A run of rows:

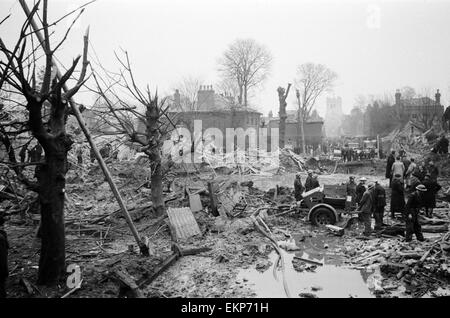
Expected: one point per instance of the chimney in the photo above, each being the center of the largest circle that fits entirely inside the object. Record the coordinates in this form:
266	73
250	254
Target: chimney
205	97
177	99
397	97
437	96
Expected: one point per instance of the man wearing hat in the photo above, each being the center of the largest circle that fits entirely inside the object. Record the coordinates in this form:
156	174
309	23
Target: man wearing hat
433	171
429	198
360	189
415	202
390	161
398	167
309	181
315	182
351	191
365	209
379	198
298	187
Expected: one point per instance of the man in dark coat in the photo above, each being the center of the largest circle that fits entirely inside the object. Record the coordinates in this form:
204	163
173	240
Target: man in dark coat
413	182
444	145
379	202
360	189
420	172
429	197
3	258
309	181
365	209
433	171
413	205
390	161
397	196
92	155
351	192
298	187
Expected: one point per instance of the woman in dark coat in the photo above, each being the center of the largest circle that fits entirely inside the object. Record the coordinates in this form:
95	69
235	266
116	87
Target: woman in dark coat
397	196
298	187
429	197
390	161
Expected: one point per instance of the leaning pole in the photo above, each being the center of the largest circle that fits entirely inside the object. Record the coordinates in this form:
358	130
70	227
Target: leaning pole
142	246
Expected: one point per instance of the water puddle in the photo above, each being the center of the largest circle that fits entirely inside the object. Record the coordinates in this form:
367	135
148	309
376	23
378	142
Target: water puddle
332	280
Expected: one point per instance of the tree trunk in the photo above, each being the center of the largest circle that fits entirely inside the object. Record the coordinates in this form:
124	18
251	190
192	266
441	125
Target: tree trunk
245	96
302	126
299	129
240	95
154	147
52	181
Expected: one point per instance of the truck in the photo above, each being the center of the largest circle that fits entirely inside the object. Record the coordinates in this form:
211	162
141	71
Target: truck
323	210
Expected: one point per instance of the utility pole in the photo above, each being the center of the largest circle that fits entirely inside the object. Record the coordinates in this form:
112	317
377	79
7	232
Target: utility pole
282	95
143	247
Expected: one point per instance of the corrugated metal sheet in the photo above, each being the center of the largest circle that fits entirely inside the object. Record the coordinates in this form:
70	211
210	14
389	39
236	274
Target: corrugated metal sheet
183	223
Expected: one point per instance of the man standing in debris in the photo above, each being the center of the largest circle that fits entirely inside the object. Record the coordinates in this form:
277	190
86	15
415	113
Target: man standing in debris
398	167
351	191
402	152
360	189
389	163
92	155
315	181
429	197
415	202
23	152
365	209
406	163
379	197
298	187
397	196
411	168
79	153
433	171
3	257
309	181
444	145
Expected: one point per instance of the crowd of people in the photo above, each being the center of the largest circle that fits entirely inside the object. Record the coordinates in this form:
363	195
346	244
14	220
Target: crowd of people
413	187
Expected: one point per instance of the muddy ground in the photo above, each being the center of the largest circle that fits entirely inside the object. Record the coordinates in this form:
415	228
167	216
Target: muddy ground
240	262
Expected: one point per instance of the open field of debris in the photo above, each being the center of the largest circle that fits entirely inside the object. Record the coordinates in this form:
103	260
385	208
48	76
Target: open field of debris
229	256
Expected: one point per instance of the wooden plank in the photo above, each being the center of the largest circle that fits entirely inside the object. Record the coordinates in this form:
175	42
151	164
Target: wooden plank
195	203
183	223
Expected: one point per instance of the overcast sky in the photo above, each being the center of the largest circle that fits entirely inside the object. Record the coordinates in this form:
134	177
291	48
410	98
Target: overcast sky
375	47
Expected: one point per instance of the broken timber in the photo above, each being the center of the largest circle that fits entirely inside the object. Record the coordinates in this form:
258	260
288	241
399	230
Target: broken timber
177	253
183	223
143	248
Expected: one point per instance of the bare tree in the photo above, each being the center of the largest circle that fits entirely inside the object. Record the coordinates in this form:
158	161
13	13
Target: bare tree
229	89
247	64
408	92
312	81
122	96
188	89
282	95
18	69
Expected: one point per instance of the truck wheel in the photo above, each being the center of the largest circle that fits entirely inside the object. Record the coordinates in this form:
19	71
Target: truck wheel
322	216
142	160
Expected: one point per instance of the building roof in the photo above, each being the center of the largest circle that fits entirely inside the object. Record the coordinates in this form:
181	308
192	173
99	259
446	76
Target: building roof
418	101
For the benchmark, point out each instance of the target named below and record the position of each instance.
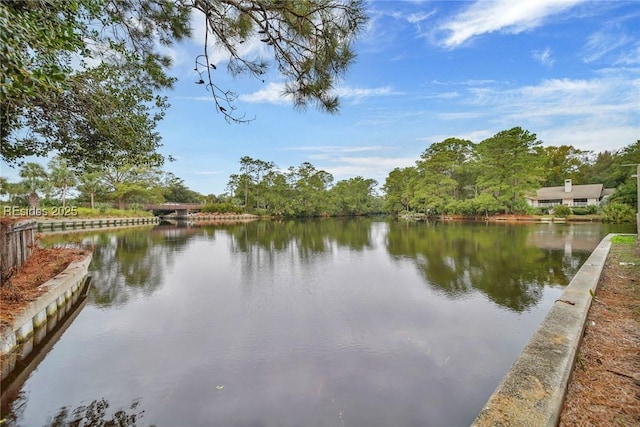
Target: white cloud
(273, 93)
(359, 94)
(208, 172)
(508, 16)
(602, 43)
(374, 167)
(334, 149)
(543, 56)
(590, 135)
(418, 17)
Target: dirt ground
(22, 286)
(605, 386)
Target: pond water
(301, 323)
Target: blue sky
(568, 71)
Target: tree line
(457, 176)
(118, 186)
(451, 177)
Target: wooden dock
(88, 223)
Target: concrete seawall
(81, 223)
(30, 325)
(532, 392)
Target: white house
(570, 195)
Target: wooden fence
(17, 240)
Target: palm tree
(61, 177)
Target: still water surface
(302, 323)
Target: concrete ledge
(59, 291)
(532, 392)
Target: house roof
(588, 191)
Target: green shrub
(580, 211)
(562, 211)
(221, 208)
(624, 239)
(618, 212)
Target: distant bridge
(180, 209)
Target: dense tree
(175, 190)
(90, 184)
(133, 184)
(354, 196)
(34, 175)
(563, 162)
(310, 189)
(61, 177)
(511, 166)
(399, 189)
(104, 115)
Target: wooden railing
(17, 240)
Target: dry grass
(22, 286)
(603, 391)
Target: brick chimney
(567, 186)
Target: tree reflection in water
(95, 414)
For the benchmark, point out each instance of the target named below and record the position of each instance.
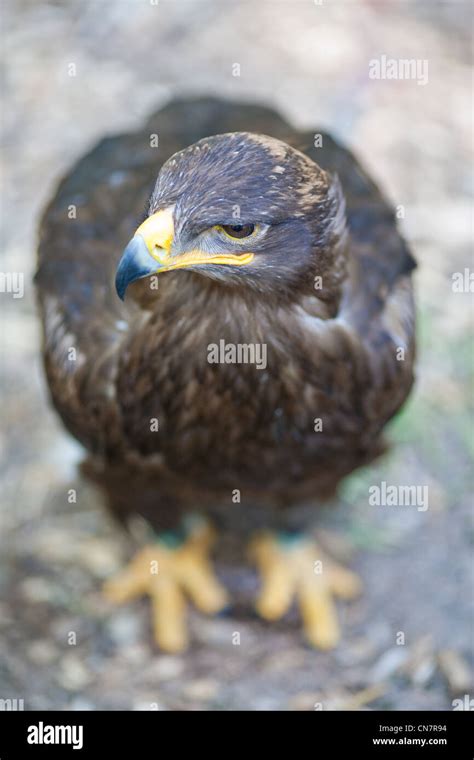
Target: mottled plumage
(332, 344)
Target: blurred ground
(310, 61)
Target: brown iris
(238, 231)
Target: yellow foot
(296, 568)
(167, 574)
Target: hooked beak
(149, 252)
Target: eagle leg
(169, 570)
(293, 567)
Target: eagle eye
(237, 231)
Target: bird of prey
(228, 325)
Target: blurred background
(309, 60)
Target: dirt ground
(407, 640)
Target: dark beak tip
(136, 262)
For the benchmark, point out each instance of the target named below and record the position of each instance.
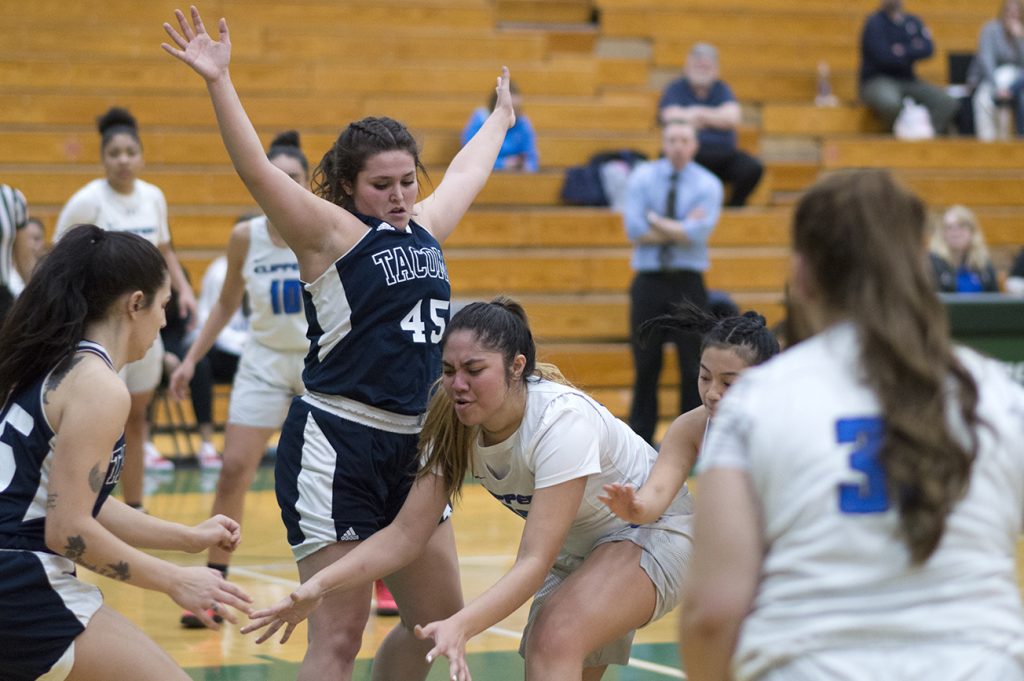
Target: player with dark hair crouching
(94, 303)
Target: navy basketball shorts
(340, 479)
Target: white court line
(269, 579)
(660, 670)
(653, 668)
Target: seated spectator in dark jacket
(890, 44)
(1015, 279)
(960, 257)
(709, 104)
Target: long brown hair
(501, 326)
(861, 237)
(361, 139)
(72, 287)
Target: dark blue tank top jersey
(45, 606)
(26, 440)
(376, 318)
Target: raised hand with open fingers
(198, 589)
(504, 100)
(450, 640)
(195, 46)
(287, 612)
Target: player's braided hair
(861, 238)
(747, 333)
(334, 177)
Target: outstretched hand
(195, 46)
(504, 101)
(450, 640)
(287, 612)
(623, 501)
(201, 589)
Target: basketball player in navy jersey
(94, 304)
(377, 295)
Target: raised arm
(467, 174)
(675, 459)
(317, 230)
(88, 428)
(551, 514)
(386, 551)
(229, 299)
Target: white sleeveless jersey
(565, 434)
(271, 274)
(837, 572)
(142, 212)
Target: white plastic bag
(913, 122)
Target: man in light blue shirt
(672, 208)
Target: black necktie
(665, 253)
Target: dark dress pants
(653, 295)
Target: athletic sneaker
(385, 601)
(189, 621)
(155, 460)
(208, 457)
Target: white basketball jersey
(837, 572)
(564, 435)
(271, 274)
(142, 212)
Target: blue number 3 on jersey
(870, 496)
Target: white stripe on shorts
(315, 486)
(366, 415)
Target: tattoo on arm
(96, 478)
(120, 571)
(76, 548)
(76, 551)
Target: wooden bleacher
(315, 65)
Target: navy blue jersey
(376, 318)
(26, 456)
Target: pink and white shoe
(208, 457)
(156, 461)
(385, 601)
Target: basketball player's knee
(341, 640)
(554, 634)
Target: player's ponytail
(73, 286)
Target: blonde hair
(445, 443)
(977, 252)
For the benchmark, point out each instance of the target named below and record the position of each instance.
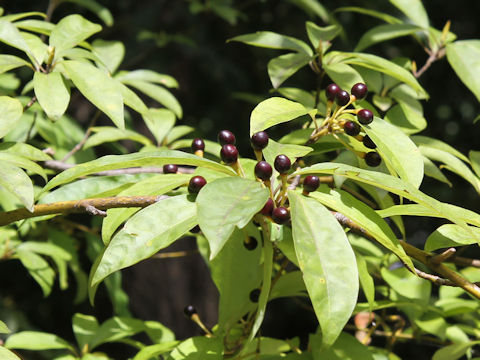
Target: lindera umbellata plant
(306, 218)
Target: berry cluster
(335, 123)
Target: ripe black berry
(311, 183)
(259, 140)
(195, 184)
(226, 137)
(351, 128)
(170, 169)
(189, 311)
(263, 170)
(282, 164)
(250, 243)
(359, 90)
(365, 116)
(280, 215)
(267, 208)
(373, 159)
(331, 91)
(198, 144)
(229, 154)
(369, 142)
(254, 295)
(342, 98)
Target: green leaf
(366, 280)
(284, 66)
(397, 150)
(115, 329)
(23, 162)
(317, 34)
(226, 203)
(268, 39)
(101, 11)
(327, 262)
(452, 163)
(407, 284)
(392, 184)
(6, 354)
(159, 122)
(265, 290)
(10, 35)
(414, 10)
(475, 161)
(343, 75)
(110, 52)
(377, 14)
(52, 93)
(84, 328)
(364, 216)
(38, 269)
(156, 158)
(158, 93)
(97, 87)
(157, 185)
(10, 112)
(154, 350)
(385, 32)
(35, 340)
(437, 144)
(4, 328)
(103, 134)
(145, 233)
(346, 347)
(198, 348)
(464, 57)
(10, 62)
(376, 63)
(148, 76)
(236, 271)
(454, 351)
(449, 235)
(94, 187)
(71, 31)
(14, 180)
(274, 111)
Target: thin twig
(59, 165)
(85, 138)
(93, 206)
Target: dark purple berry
(195, 184)
(311, 183)
(342, 98)
(259, 140)
(170, 169)
(229, 154)
(367, 142)
(365, 116)
(254, 295)
(331, 91)
(282, 164)
(280, 215)
(226, 137)
(189, 311)
(267, 208)
(359, 90)
(351, 128)
(250, 243)
(263, 170)
(198, 144)
(373, 159)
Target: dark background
(165, 36)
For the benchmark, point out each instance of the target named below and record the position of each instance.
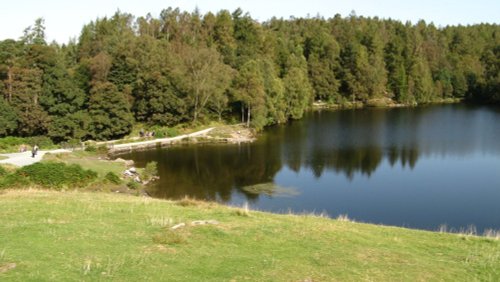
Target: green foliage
(50, 175)
(8, 118)
(133, 185)
(110, 112)
(183, 67)
(150, 171)
(12, 143)
(163, 132)
(41, 141)
(113, 178)
(3, 171)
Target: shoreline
(383, 103)
(231, 134)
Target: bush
(113, 178)
(56, 175)
(42, 142)
(133, 185)
(11, 142)
(91, 148)
(150, 171)
(14, 180)
(3, 171)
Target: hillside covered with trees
(187, 67)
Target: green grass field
(53, 236)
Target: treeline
(187, 67)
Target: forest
(191, 68)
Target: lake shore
(379, 103)
(93, 236)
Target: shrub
(42, 141)
(133, 185)
(90, 148)
(57, 175)
(150, 171)
(11, 142)
(3, 171)
(13, 180)
(113, 178)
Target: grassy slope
(90, 236)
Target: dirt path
(24, 158)
(154, 142)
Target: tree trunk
(248, 118)
(242, 113)
(9, 79)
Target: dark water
(418, 168)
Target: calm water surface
(419, 168)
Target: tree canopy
(188, 67)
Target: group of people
(34, 149)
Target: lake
(418, 167)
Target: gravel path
(24, 158)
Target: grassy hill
(57, 236)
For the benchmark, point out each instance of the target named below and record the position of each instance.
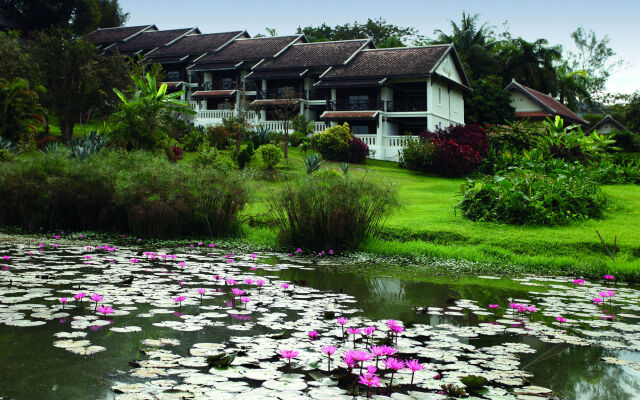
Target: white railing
(397, 141)
(369, 140)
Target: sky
(552, 20)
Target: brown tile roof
(195, 44)
(315, 55)
(214, 93)
(107, 36)
(324, 83)
(384, 63)
(252, 49)
(547, 102)
(608, 119)
(147, 41)
(343, 115)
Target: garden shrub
(270, 155)
(333, 143)
(532, 198)
(134, 192)
(218, 136)
(327, 211)
(297, 138)
(358, 151)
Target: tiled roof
(214, 93)
(314, 55)
(325, 83)
(547, 102)
(147, 41)
(195, 44)
(341, 115)
(102, 36)
(249, 49)
(607, 120)
(396, 62)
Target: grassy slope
(427, 225)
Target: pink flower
(328, 350)
(369, 380)
(393, 363)
(289, 354)
(96, 297)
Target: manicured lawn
(427, 225)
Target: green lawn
(427, 224)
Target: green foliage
(333, 143)
(312, 162)
(135, 192)
(324, 212)
(20, 112)
(379, 30)
(270, 155)
(488, 103)
(417, 155)
(141, 121)
(532, 198)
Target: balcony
(406, 105)
(357, 105)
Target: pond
(158, 337)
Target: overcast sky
(553, 20)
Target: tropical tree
(20, 112)
(532, 64)
(142, 121)
(475, 44)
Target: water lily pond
(205, 324)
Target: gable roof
(196, 44)
(245, 49)
(149, 40)
(396, 62)
(607, 120)
(315, 55)
(548, 103)
(108, 36)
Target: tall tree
(379, 30)
(532, 64)
(78, 80)
(475, 44)
(594, 56)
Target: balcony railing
(217, 85)
(357, 105)
(409, 105)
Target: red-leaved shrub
(358, 151)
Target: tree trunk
(66, 127)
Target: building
(386, 95)
(537, 106)
(607, 125)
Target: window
(359, 102)
(226, 83)
(173, 76)
(360, 129)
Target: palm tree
(475, 45)
(20, 111)
(142, 121)
(532, 64)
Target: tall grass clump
(324, 211)
(136, 192)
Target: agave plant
(313, 162)
(87, 145)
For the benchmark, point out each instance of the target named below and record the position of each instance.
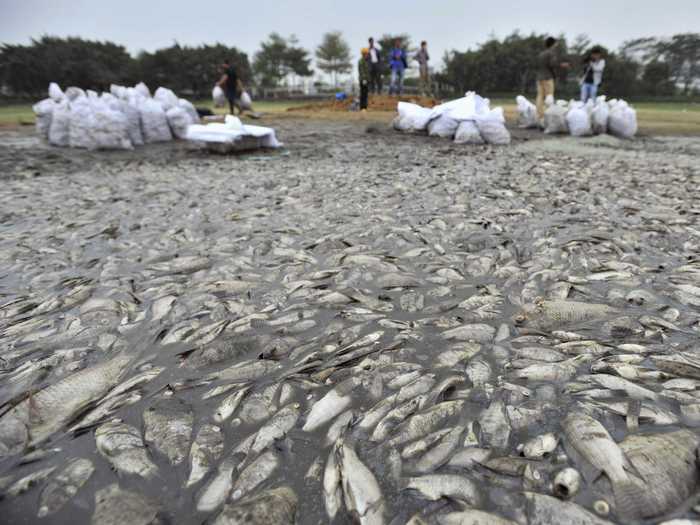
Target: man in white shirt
(375, 67)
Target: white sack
(555, 117)
(527, 113)
(59, 131)
(110, 128)
(443, 126)
(411, 117)
(44, 113)
(191, 110)
(578, 119)
(154, 122)
(166, 97)
(179, 120)
(218, 97)
(74, 93)
(623, 120)
(55, 92)
(246, 102)
(142, 89)
(492, 127)
(82, 124)
(468, 133)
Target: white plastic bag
(44, 114)
(527, 113)
(578, 119)
(82, 124)
(555, 117)
(166, 97)
(59, 131)
(191, 110)
(600, 116)
(411, 117)
(142, 89)
(246, 102)
(218, 97)
(154, 122)
(443, 126)
(623, 120)
(468, 133)
(492, 127)
(179, 120)
(74, 93)
(55, 92)
(110, 128)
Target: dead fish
(168, 427)
(122, 446)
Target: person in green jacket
(363, 74)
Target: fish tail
(629, 499)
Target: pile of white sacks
(121, 119)
(468, 120)
(580, 120)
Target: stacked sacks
(469, 120)
(121, 119)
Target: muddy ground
(588, 216)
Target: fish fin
(630, 500)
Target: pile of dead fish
(492, 345)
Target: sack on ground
(154, 122)
(578, 120)
(412, 117)
(59, 131)
(109, 128)
(82, 124)
(44, 113)
(623, 120)
(142, 89)
(55, 92)
(218, 97)
(166, 97)
(492, 127)
(179, 120)
(468, 133)
(555, 118)
(600, 116)
(527, 113)
(246, 102)
(443, 126)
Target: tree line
(641, 67)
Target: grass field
(654, 118)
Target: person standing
(363, 70)
(423, 58)
(230, 83)
(593, 74)
(398, 66)
(375, 67)
(548, 65)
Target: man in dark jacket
(375, 67)
(230, 83)
(364, 76)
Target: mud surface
(417, 236)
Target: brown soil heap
(376, 103)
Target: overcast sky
(445, 24)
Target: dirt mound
(376, 103)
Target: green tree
(333, 55)
(279, 57)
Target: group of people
(549, 65)
(371, 69)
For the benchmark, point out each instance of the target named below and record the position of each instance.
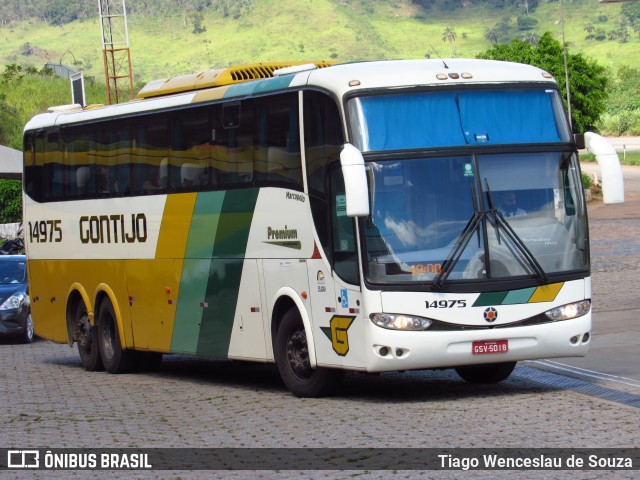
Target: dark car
(15, 311)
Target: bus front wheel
(489, 373)
(114, 357)
(86, 337)
(292, 358)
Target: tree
(449, 35)
(10, 201)
(588, 80)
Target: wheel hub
(298, 354)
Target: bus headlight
(13, 302)
(571, 310)
(399, 322)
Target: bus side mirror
(355, 181)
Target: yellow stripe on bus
(174, 230)
(546, 293)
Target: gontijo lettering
(113, 228)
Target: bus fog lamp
(400, 322)
(569, 311)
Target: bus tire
(292, 358)
(114, 357)
(86, 336)
(489, 373)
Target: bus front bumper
(391, 350)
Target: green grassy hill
(339, 30)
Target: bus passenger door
(346, 325)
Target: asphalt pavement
(615, 261)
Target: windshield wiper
(501, 222)
(462, 242)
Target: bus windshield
(403, 121)
(475, 217)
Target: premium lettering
(282, 234)
(113, 228)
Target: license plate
(489, 347)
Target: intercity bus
(325, 218)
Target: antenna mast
(115, 50)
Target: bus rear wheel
(86, 337)
(489, 373)
(292, 358)
(114, 357)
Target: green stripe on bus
(519, 296)
(545, 293)
(229, 251)
(235, 221)
(195, 271)
(490, 298)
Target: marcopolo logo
(490, 314)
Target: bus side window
(150, 154)
(190, 147)
(232, 149)
(33, 160)
(277, 144)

THE PROBLEM:
Present the part of the rows that opens with the line containing "Target: bus windshield" and runs through the last line of the rows as a Markdown table with the columns No. and Line. Number each line and leave out blank lines.

SOLVED EXERCISE:
| No. | Line |
|---|---|
| 1 | Target: bus windshield |
| 2 | (403, 121) |
| 3 | (475, 217) |
| 4 | Target: premium lettering |
| 5 | (282, 234) |
| 6 | (113, 228) |
| 7 | Target: license plate |
| 8 | (489, 347) |
| 9 | Target: intercity bus |
| 10 | (325, 218) |
| 11 | Target: antenna mast |
| 12 | (115, 50) |
| 13 | Target: bus rear wheel |
| 14 | (86, 337) |
| 15 | (489, 373) |
| 16 | (292, 358) |
| 17 | (114, 357) |
| 18 | Target: green stripe on bus |
| 19 | (519, 296) |
| 20 | (545, 293) |
| 21 | (229, 251) |
| 22 | (235, 221) |
| 23 | (195, 271) |
| 24 | (490, 298) |
| 25 | Target: marcopolo logo |
| 26 | (490, 314) |
| 27 | Target: bus side window |
| 28 | (150, 154) |
| 29 | (190, 147) |
| 30 | (232, 149) |
| 31 | (33, 160) |
| 32 | (277, 144) |